Challenge →
Please copy each of the rows below character for character, with no changes.

** begin Material for the task **

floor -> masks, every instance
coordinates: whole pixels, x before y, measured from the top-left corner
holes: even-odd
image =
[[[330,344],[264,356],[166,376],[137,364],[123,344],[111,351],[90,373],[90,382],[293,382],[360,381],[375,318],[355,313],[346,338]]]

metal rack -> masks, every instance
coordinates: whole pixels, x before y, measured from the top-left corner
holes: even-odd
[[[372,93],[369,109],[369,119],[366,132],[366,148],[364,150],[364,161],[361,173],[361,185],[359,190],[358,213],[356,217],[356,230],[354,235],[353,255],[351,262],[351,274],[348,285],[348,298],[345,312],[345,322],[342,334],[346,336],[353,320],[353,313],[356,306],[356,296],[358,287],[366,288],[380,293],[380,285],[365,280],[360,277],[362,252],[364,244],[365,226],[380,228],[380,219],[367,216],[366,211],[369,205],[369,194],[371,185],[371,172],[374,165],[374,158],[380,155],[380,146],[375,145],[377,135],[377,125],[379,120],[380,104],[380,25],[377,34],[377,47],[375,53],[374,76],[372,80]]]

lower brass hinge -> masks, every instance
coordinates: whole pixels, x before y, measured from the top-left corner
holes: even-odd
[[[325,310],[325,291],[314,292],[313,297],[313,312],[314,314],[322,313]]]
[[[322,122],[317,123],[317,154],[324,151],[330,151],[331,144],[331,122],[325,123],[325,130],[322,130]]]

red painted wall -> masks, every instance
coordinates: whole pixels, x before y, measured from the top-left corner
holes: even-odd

** end Material for the task **

Written solution →
floor -> masks, every instance
coordinates: whole pixels, x before y, measured from the top-left corner
holes: even-odd
image =
[[[330,344],[264,356],[166,376],[137,364],[123,344],[111,351],[90,373],[90,382],[293,382],[360,381],[375,318],[355,313],[346,338]]]

metal rack -> masks, every instance
coordinates: whole pixels, x before y, measured from the top-left corner
holes: even-odd
[[[372,93],[369,109],[369,119],[366,132],[366,148],[364,150],[364,161],[361,173],[361,185],[359,190],[358,213],[356,217],[356,230],[354,235],[353,255],[351,262],[351,274],[348,285],[348,298],[345,312],[345,322],[342,334],[346,336],[353,320],[353,313],[356,306],[356,296],[358,287],[366,288],[380,293],[380,285],[365,280],[360,277],[362,252],[364,244],[365,226],[380,228],[380,219],[367,216],[366,211],[369,205],[369,194],[371,185],[371,172],[374,165],[374,158],[380,155],[380,146],[375,145],[377,135],[377,125],[379,120],[380,104],[380,25],[377,34],[377,47],[375,53],[374,76],[372,80]]]

lower brass hinge -> masks, every instance
coordinates: whole pixels, x before y, measured from the top-left corner
holes: even-odd
[[[325,310],[325,291],[314,292],[313,297],[313,312],[314,314],[322,313]]]
[[[322,122],[317,123],[317,154],[324,151],[330,151],[331,144],[331,122],[325,123],[325,130],[322,130]]]

red painted wall -> masks, every instance
coordinates: whole pixels, x before y, measured from the top-left corner
holes: even-odd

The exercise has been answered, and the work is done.